Questions to answer
a) Using the abstract on antimicrobial microcapsules for agrotextiles, please state whether each statement agrees with it. Answer yes or no and quote the deciding words. (i) The nonwoven was made from hemp fibers. (ii) Oregano oil formed the shell of the microcapsules. (iii) The microcapsules were applied to the nonwoven by spraying.
b) According to the abstract on antimicrobial microcapsules, what method was used to prepare the microcapsules?

Document extract
◇ ◇ ◇ ◇
10.4236/jacen.2017.61004

Application of Antimicrobial Microcapsules on Agrotextiles

Marcela Ferrándiz1, Lucia Capablanca1, David García2, Ma Ángeles Bonet3

1Instituto Tecnológico Aitex, Alcoy, Spain

2Instituto de Tecnología de Materiales (ITM), Departamento de Ingeniería Mecánica y de Materiales, Universitat Politècnica de València, Alcoy, Spain

3Departamento de Ingeniería Textil y Papelera, Universitat Politècnica de València, Alcoy, Spain

Copyright © 2017 by authors and Scientific Research Publishing Inc.

This work is licensed under the Creative Commons Attribution International License (CC BY 4.0).

http://creativecommons.org/licenses/by/4.0/

Received: November 28, 2016; Accepted: January 21, 2017; Published: January 24, 2017

ABSTRACT

The aim of this work was to develop a functional biodegradable nonwoven with antimicrobial microcapsules maintaining the stability and biodegradability of the nonwoven for use in agriculture applications. The nonwoven was obtained using hemp fibers by Wetlaid technology. Microcapsules were prepared by co-extrusion/gelling method with alginate as shell and oregano oil as core material. The microcapsules were developed to protect and control release of oregano oil. Microcapsules were incorporated on the nonwoven by coating method using a natural polymer as a graft material. After incorporating microcapsules, the nonwoven was subjected to several tests in order to determinate the microcapsules fixation and their functionality. The nonwovens were characterized for their antimicrobial activity against different kinds of bacteria and fungi. Nonwoven loaded with microcapsules was found to show good antimicrobial activity in comparison with nonwoven that was not loaded with microcapsules.
◇ ◇ ◇ ◇
Given records

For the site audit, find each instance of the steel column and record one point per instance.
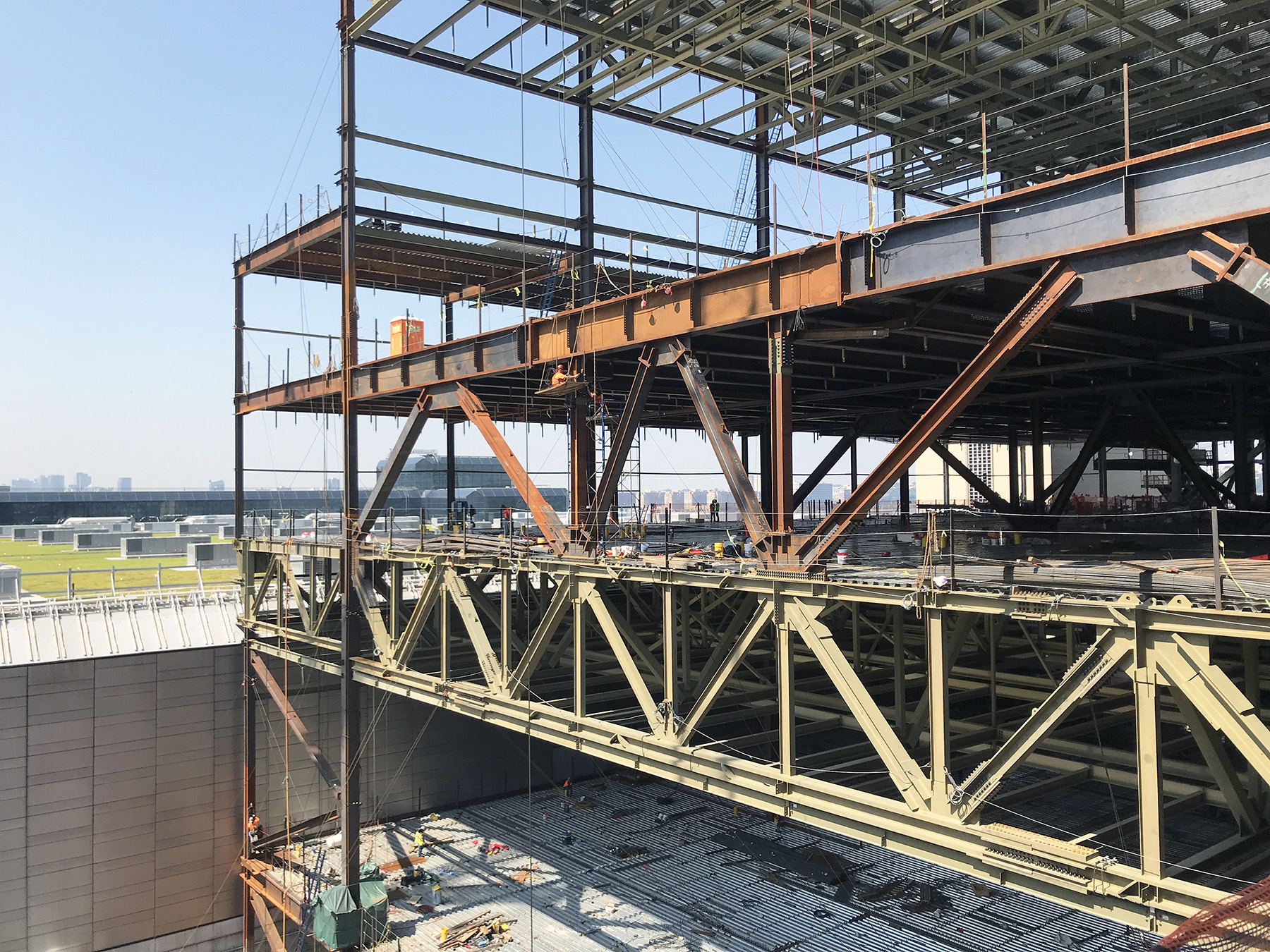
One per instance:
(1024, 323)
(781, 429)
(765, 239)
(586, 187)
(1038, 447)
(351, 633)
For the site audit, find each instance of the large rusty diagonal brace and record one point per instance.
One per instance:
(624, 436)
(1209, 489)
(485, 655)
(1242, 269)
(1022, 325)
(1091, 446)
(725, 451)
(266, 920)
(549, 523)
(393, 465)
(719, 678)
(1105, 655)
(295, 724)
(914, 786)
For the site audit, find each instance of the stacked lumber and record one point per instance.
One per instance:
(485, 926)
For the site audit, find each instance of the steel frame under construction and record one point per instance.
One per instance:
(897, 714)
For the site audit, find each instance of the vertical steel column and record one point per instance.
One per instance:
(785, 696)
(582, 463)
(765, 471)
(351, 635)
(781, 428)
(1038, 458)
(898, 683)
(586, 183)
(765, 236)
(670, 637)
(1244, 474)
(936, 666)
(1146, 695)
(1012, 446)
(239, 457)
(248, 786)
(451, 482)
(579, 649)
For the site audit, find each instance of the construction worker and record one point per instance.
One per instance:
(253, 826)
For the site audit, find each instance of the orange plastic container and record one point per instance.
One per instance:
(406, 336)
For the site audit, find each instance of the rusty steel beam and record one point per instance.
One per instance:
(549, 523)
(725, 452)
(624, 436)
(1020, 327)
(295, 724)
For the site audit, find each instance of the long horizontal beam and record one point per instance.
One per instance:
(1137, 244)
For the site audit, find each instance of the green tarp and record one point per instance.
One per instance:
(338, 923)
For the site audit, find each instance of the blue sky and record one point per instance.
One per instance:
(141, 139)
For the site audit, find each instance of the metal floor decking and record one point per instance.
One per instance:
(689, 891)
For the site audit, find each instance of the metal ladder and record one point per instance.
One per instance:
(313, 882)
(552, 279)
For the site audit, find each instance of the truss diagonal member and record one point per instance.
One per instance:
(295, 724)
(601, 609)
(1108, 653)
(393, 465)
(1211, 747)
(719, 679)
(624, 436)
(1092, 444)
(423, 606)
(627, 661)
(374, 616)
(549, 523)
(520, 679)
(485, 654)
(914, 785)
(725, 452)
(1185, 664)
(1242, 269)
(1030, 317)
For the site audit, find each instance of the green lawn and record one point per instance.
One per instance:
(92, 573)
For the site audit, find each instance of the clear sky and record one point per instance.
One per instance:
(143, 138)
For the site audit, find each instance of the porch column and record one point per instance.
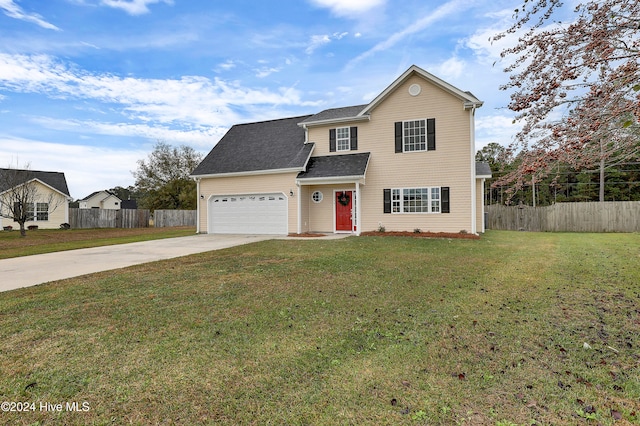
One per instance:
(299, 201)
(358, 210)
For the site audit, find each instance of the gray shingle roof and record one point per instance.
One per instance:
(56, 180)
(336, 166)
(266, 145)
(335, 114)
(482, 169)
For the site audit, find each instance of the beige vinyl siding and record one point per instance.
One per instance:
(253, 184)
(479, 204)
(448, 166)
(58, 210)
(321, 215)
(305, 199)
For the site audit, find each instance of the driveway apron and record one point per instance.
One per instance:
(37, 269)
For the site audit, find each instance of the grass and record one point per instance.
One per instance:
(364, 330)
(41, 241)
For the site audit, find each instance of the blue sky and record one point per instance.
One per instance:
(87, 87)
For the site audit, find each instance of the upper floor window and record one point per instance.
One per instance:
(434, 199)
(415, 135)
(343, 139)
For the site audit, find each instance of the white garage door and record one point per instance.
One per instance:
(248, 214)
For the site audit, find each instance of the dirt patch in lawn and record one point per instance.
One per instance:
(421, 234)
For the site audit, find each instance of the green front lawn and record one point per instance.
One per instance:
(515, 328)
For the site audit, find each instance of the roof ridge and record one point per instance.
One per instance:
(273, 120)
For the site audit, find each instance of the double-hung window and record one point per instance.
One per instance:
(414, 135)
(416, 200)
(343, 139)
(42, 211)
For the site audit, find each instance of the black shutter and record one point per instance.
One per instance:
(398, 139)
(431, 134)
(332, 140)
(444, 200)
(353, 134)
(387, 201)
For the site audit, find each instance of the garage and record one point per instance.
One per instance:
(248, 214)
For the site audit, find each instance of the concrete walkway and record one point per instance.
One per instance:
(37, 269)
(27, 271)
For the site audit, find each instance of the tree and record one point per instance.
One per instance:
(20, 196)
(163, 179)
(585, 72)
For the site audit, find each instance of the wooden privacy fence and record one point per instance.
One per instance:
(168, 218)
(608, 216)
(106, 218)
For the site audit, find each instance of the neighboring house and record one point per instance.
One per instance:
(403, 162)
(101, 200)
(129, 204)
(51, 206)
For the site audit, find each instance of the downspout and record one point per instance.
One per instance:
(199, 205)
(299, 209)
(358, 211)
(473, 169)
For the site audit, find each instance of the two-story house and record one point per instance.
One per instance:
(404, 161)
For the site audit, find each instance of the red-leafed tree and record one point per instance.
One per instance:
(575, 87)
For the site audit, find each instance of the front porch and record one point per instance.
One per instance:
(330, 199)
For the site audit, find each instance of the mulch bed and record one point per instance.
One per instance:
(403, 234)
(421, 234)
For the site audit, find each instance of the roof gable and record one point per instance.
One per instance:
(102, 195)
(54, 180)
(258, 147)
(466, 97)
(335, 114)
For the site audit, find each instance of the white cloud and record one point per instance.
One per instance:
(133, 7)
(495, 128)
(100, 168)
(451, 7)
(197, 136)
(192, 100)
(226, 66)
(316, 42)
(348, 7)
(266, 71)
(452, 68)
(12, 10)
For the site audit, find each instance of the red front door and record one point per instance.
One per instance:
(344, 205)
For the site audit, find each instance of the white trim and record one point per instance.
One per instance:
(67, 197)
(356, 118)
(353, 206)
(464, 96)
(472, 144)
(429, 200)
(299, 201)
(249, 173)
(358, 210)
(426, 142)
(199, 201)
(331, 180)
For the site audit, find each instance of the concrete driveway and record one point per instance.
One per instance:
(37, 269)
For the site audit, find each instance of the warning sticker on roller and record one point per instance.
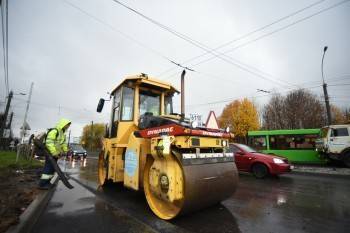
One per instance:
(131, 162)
◇ ◇ ◇ ◇
Solutions to the tasks
a)
(i) Yes: "The nonwoven was obtained using hemp fibers by Wetlaid technology."
(ii) No: "with alginate as shell and oregano oil as core material."
(iii) No: "Microcapsules were incorporated on the nonwoven by coating method using a natural polymer as a graft material."

b) The co-extrusion/gelling method.